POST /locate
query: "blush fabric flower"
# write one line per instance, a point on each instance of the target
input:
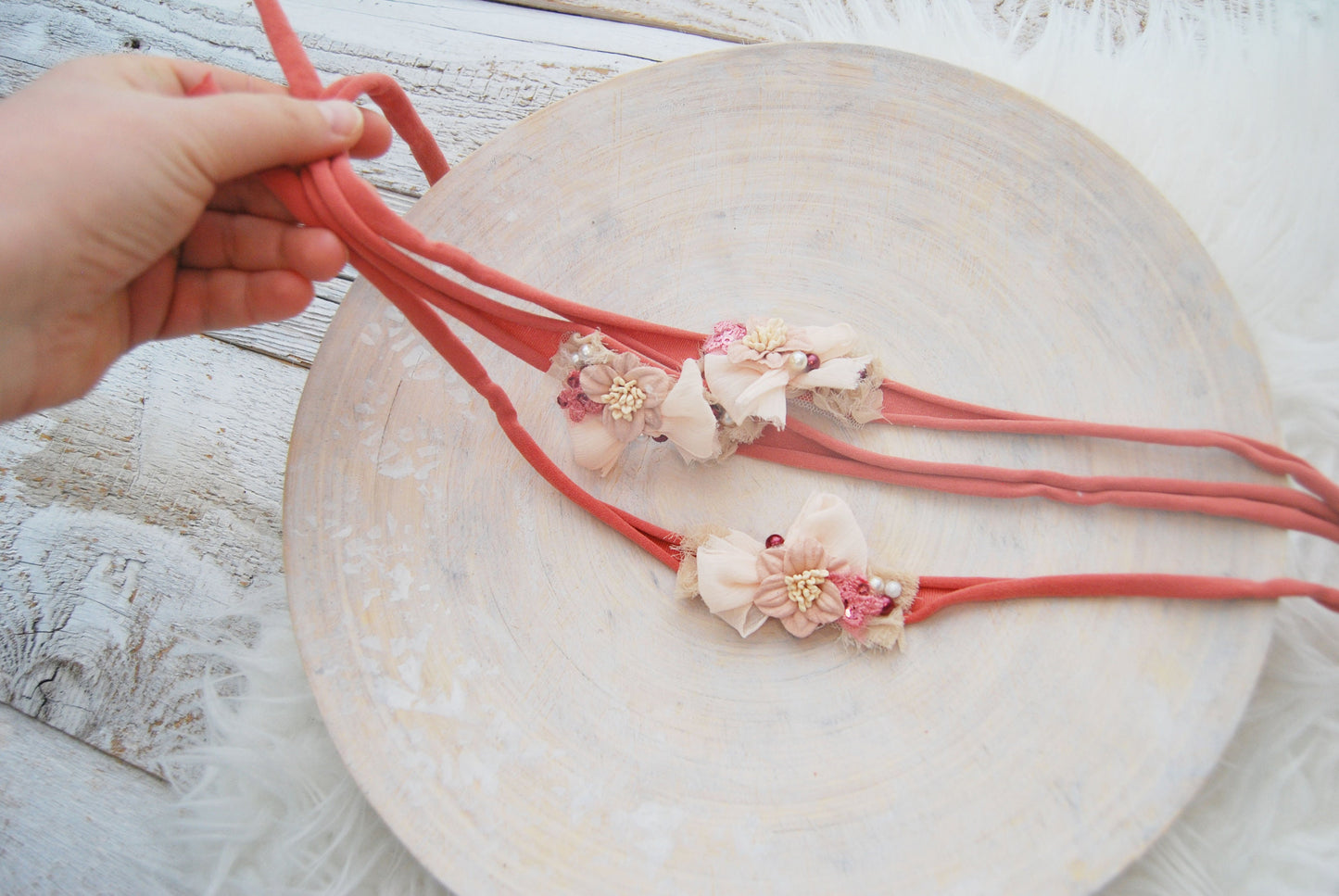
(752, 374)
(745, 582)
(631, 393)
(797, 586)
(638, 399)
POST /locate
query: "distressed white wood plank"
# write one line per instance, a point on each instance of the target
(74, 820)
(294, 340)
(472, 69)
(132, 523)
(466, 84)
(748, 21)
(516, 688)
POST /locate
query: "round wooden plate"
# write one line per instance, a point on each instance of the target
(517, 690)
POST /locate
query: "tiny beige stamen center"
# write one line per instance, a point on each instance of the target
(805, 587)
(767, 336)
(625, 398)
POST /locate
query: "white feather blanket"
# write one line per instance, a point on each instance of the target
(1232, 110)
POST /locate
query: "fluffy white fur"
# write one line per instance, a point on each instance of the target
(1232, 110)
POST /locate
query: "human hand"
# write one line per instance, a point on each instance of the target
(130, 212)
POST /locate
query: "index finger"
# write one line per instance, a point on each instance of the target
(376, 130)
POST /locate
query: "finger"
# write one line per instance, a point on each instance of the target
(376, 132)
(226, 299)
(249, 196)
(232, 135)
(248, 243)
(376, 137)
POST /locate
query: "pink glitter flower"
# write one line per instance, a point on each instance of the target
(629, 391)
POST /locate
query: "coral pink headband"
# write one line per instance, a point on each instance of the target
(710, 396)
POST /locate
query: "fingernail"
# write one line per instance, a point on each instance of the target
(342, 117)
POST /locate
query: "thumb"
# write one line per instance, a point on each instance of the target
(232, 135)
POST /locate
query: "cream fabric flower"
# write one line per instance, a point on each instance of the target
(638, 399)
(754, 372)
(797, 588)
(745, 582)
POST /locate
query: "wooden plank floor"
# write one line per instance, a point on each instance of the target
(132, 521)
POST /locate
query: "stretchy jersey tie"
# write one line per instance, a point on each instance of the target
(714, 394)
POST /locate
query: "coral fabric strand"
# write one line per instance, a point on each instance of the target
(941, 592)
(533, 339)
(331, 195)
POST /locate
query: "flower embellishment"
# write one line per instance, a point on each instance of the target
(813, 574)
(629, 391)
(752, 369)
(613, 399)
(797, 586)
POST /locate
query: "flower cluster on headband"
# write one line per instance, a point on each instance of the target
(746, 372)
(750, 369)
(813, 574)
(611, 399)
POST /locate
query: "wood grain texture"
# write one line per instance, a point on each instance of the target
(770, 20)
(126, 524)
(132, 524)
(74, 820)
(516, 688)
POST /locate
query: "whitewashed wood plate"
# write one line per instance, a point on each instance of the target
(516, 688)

■ **WHAT YOU WILL DO**
Extract every line from the rows above that contains the word "flower", and copy each one in order.

■ **THE OUTPUT**
query: "blush fabric flower"
query: "pink glitter flower"
query: "cream fabric flower"
query: "flower embellishment"
query: "flower cluster on headband"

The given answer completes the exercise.